■ **AUFGABEN**:
**1)** Welche Richterin hat laut dem Erkenntnis für das Landesverwaltungsgericht Oberösterreich entschieden?
**2)** Gib aus dem Erkenntnis den Abschnitt von „I.         Gemäß §“ bis „Oberösterreich zu leisten.“ wortgetreu wieder, beide Stellen eingeschlossen.

LVwG-300451/20/KLi/PP

Linz, 29.10.2014

I M   N A M E N   D E R   R E P U B L I K

 

 

Das Landesverwaltungsgericht Oberösterreich hat durch seine Richterin Dr. Karin Lidauer über die Beschwerde vom 6. August 2014 des A C,
geb. x, x, x vertreten durch Mag. W K, Rechtsanwalt, x, x gegen das Straferkenntnis des Bezirkshauptmannes von Urfahr-Umgebung vom 8. Juli 2014, GZ: SV96-30-2014-Bd/Dm wegen Übertretung des Allgemeinen Sozialversiche­rungsgesetzes (ASVG), nach Durchführung einer öffentlichen mündlichen Verhandlung

 

zu Recht   e r k a n n t :

 

I.         Gemäß § 50 VwGVG wird der Beschwerde Folge gegeben und das Straf­erkenntnis vom 8. Juli 2014, GZ: SV96-30-2014-Bd/Dm aufgehoben.

 

II.       Gemäß §  52 Abs. 1 und 2 VwGVG hat der Beschwerdeführer keinen Beitrag zum Verfahren vor dem Landesverwaltungsgericht Oberösterreich zu leisten.

 

III.     Gegen dieses Erkenntnis ist gemäß § 25a VwGG eine ordentliche Revision an den Verwaltungsgerichtshof nach Art. 133 Abs. 4 B-VG unzulässig.

 

 


 

E n t s c h e i d u n g s g r ü n d e

I. Gang des Verfahrens vor der belangten Behörde:

 

I.1. Mit Straferkenntnis vom 8. Juli 2014, GZ: SV96-31-2014-Bd/Dm wurden dem Beschwerdeführer vier Verstöße gegen das Allgemeine Sozialversicherungs­gesetz (ASVG) wie folgt vorgeworfen:

 

„1) Sie haben als Verantwortlicher (unbeschränkt haftender Gesellschafter) der Firma x G OG in x, x, zu verantworten, dass die genannte Firma als Dienstgeberln nachstehende Person, bei welcher es sich um eine in der Krankenversicherung (vollversicherte) pflichtversicherte Person handelt, in der Zeit vom 24.03.2014 bis zum 29.03.2014 pro Tag 5 - 8 Stunden beschäftigt hat. obwohl diese nicht vor Arbeitsantritt bei der Oberösterreichische Gebietskrankenkasse zur Pflicht­versicherung als vollversicherte Person angemeldet wurde. Die genannte Firma wäre als Dienstgeber verpflichtet gewesen, den/die Beschäftigte(n) vor Arbeitsantritt anzumelden und es wurde die Meldung nicht erstattet.

■ **BEREITGESTELLTES MATERIAL**:
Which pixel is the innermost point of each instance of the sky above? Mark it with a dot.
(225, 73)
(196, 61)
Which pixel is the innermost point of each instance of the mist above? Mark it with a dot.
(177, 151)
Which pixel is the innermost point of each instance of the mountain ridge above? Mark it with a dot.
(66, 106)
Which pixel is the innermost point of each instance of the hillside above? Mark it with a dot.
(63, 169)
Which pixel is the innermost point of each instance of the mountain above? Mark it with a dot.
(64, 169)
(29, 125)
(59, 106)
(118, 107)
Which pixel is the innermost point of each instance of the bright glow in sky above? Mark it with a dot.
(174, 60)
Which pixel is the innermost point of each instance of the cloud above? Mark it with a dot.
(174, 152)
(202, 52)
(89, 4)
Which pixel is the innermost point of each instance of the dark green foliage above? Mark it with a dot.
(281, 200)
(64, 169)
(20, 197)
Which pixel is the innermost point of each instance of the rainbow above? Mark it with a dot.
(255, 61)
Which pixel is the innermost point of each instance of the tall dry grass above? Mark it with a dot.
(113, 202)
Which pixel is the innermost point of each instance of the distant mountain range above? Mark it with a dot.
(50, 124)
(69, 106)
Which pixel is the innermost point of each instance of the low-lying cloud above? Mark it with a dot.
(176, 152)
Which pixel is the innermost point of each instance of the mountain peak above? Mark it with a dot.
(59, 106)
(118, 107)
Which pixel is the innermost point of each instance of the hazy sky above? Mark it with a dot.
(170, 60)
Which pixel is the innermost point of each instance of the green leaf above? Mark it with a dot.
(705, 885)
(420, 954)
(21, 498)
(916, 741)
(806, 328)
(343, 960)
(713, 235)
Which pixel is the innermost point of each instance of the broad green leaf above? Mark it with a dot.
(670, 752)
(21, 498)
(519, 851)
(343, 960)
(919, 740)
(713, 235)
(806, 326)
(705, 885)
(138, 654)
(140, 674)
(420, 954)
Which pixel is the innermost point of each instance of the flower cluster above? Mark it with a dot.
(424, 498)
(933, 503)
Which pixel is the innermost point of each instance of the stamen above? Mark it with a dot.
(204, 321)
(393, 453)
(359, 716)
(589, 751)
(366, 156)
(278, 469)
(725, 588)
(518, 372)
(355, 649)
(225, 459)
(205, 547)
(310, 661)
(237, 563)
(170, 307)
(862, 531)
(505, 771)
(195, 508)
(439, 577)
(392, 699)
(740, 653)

■ **ANTWORTEN**:
**1)** Dr. Karin Lidauer.

**2)**
I.         Gemäß § 50 VwGVG wird der Beschwerde Folge gegeben und das Straf­erkenntnis vom 8. Juli 2014, GZ: SV96-30-2014-Bd/Dm aufgehoben.

 

II.       Gemäß §  52 Abs. 1 und 2 VwGVG hat der Beschwerdeführer keinen Beitrag zum Verfahren vor dem Landesverwaltungsgericht Oberösterreich zu leisten.